=== EXCERPTED TEXT ===
•••••
Soweego adding wrong IMDb IDs
Thank you for your action and the notification. It looks like the ID you mentioned comes from a wrong URL in a correct MusicBrainz (Q14005) record: https://musicbrainz.org/artist/2810d448-388e-4205-b64c-071416d4d518. We're in contact with the MusicBrainz team to find a strategy for URLs maintenance.
Issues with Last.fm extractor
Another note: now as "%" is allowed in extraction pattern, could you automatically convert all %20 (" ") to "%2B" ("+") in Last.fm ids (and only for Last.fm ids)? Both spaces and plus encoding works for last.fm (even double encoding monstrosity like Kevin%2520Macleod works), but pluses are canonical there.
I'm very grateful for your regular feedback, that's really precious. Here are the actions taken:
- all the bad IDs resulting from the SPARQL query you pointed out are now deleted;
- all percent-encoded IDs are now replaced with decoded ones;
- all Last.fm ID (P3192) IDs now have pluses instead of whitespaces.
Hi! special:diff/1505768662 removed a p3192, which seems to be correct as i checked the website.
Thanks for the heads up, much appreciated. The bot deleted that identifier because it contained a percent-encoded string, as raised here. The next step is to add those identifiers back properly decoded.
I can confirm the identifier statement is now correct, see Q7766064#P3192. Cheers!
Issue with WorldCat IDs
I removed all the 320 statements now, but you should fix your bot so it doesn't add more of these. Have a great day!
Many thanks for your valuable action! The bad values you spotted come from an extraction of identifiers from MusicBrainz (Q14005) URLs, which went wrong.
I double-checked the datasets pending upload, and no statements seem to contain the flawed value you raised, so everything should be fine.
Soweego bot adding invalid fandom pages
Bot seems to be adding links to Fandom article ID (P6262) "lyrics". which is invalid. Can some extra filtering be done to prevent this from happening in the future?
Example of this happening: https://www.wikidata.org/w/index.php?title=Q344822&diff=1485652992&oldid=1479804413
Many thanks for reporting this: I've just stopped the bot, will look into those bad IDs, and will delete those that were uploaded.
I got rid of additional bad IDs, so they shouldn't be added anymore. The bot has now restarted. While deleting the uploaded ones, I noticed you have already taken care, thanks again for your action! One question: what's your solution to do so? I see you used QuickStatements, and was wondering how. Cheers!
I used a SPARQL query to find all items that linked to the bad fandom page and then a one line bash script to convert that to a quickstatement file that removes them.
The thing I don't get about this error by your bot is how it parsed out just "lyrics" as a fandom article link. That isn't the correct format for fandom articles but it is the correct format for Fandom wiki ID (P4073).
I like your workflow!
The bot tries its best to parse URLs into proper Wikidata IDs, but it looks like there's a jungle of URL variations, bad regexps matches, multiple matching groups, and the like, so it's not perfect. In this specific case:
- a couple of hundred fandom URLs available in MusicBrainz (the total has order of magnitude 10^5) matched the second regexp in Property:P6262#P8966;
- the regexp has 2 matching groups;
- the bot didn't consider URL match replacement value (P8967) qualifier stated in the regexp;
- it took the first matching group as the ID value.
•••••
=== DATA SUPPLIED ===
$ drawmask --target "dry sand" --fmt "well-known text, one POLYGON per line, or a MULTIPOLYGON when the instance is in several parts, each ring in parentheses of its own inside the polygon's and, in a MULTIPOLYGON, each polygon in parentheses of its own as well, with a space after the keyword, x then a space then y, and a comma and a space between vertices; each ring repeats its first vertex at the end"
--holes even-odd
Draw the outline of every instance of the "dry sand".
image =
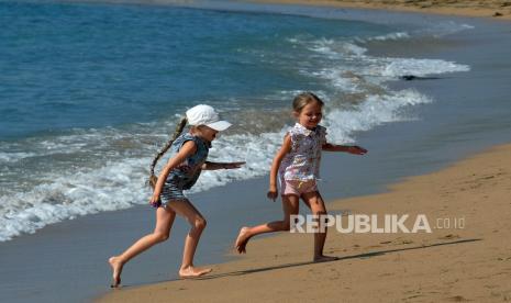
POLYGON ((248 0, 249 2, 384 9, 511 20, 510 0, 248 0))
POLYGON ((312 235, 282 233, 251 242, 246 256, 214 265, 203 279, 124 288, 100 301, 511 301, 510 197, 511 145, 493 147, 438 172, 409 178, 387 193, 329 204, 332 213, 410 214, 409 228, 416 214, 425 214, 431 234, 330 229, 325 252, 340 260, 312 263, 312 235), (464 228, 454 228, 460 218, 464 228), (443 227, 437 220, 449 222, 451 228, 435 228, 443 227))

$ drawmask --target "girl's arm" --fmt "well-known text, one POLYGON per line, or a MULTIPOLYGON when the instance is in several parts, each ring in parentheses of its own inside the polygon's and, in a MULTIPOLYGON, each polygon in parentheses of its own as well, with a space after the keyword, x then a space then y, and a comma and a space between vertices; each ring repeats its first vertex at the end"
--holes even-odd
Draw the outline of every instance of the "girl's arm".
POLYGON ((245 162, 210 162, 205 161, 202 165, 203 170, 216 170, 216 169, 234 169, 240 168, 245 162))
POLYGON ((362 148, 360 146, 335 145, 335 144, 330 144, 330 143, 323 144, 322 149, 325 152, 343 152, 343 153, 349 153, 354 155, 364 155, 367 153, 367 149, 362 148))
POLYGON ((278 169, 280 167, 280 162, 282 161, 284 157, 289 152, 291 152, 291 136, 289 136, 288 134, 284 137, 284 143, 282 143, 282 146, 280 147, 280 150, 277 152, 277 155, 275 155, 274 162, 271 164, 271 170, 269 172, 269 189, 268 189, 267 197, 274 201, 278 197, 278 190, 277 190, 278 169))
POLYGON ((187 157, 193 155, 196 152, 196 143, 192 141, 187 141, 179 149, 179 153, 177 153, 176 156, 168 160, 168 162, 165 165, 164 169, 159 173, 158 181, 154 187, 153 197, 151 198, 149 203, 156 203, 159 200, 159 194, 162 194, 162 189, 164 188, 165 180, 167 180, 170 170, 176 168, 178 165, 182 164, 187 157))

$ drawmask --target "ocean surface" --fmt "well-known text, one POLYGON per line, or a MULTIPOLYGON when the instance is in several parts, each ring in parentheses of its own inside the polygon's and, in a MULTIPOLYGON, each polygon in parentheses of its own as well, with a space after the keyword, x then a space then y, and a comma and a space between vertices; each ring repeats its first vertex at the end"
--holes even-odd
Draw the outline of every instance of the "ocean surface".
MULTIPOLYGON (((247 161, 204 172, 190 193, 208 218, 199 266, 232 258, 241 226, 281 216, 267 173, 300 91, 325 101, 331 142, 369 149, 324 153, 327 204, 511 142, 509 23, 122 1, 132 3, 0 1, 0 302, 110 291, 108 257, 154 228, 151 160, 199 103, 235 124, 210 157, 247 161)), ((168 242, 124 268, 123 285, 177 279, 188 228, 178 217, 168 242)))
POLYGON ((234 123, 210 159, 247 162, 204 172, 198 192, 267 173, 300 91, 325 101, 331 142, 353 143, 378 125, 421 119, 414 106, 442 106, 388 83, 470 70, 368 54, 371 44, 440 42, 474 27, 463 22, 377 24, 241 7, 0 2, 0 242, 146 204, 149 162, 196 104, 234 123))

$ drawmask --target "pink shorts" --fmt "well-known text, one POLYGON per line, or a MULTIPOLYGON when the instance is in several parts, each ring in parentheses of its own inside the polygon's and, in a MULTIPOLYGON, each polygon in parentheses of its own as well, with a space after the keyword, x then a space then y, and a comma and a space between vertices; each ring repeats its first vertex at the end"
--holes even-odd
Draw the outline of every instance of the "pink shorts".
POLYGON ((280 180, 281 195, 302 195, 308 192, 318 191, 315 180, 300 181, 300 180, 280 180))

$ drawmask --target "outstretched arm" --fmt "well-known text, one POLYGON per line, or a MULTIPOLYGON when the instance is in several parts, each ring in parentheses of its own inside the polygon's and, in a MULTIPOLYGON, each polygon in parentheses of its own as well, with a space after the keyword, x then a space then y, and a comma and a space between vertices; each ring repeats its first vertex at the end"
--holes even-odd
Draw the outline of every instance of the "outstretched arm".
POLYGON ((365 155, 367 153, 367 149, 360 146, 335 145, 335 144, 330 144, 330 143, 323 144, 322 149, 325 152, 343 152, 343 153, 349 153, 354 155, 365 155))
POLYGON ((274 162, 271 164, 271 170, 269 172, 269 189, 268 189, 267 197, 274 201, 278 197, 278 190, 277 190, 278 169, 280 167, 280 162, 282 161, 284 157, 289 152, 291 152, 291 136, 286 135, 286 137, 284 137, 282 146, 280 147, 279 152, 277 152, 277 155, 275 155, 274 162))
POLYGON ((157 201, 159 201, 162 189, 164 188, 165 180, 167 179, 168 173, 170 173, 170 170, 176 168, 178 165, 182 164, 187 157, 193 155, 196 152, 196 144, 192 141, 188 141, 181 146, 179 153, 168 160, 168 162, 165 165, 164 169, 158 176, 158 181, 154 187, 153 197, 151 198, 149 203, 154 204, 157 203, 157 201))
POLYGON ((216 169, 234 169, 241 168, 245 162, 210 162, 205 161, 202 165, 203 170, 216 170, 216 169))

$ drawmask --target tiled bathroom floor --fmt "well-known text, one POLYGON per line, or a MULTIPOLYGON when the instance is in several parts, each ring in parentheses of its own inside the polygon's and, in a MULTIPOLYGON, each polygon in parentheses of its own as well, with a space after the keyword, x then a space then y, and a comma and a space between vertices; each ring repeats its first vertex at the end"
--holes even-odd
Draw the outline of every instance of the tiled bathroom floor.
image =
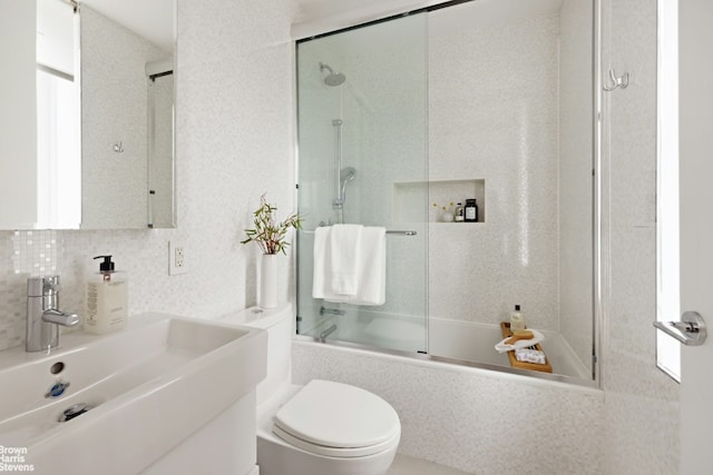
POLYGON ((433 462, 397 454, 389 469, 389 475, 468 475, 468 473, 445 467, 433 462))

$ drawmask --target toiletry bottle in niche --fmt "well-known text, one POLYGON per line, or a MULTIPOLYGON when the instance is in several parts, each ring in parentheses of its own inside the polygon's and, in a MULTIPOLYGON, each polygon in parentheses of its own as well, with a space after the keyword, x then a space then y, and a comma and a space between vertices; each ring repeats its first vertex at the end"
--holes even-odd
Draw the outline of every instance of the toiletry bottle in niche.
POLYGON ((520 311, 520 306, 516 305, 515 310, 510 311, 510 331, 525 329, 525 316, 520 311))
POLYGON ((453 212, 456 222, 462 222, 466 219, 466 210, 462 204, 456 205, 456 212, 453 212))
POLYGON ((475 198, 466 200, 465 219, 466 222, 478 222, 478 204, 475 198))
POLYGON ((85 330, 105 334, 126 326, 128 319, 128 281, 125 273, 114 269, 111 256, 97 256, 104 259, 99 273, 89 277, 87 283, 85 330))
•••••
Transcribe the passage of the Soweego bot thread above between "I can confirm" and "which went wrong.", inclusive.

=== TASK RESPONSE ===
I can confirm the identifier statement is now correct, see Q7766064#P3192. Cheers!
Issue with WorldCat IDs
I removed all the 320 statements now, but you should fix your bot so it doesn't add more of these. Have a great day!
Many thanks for your valuable action! The bad values you spotted come from an extraction of identifiers from MusicBrainz (Q14005) URLs, which went wrong.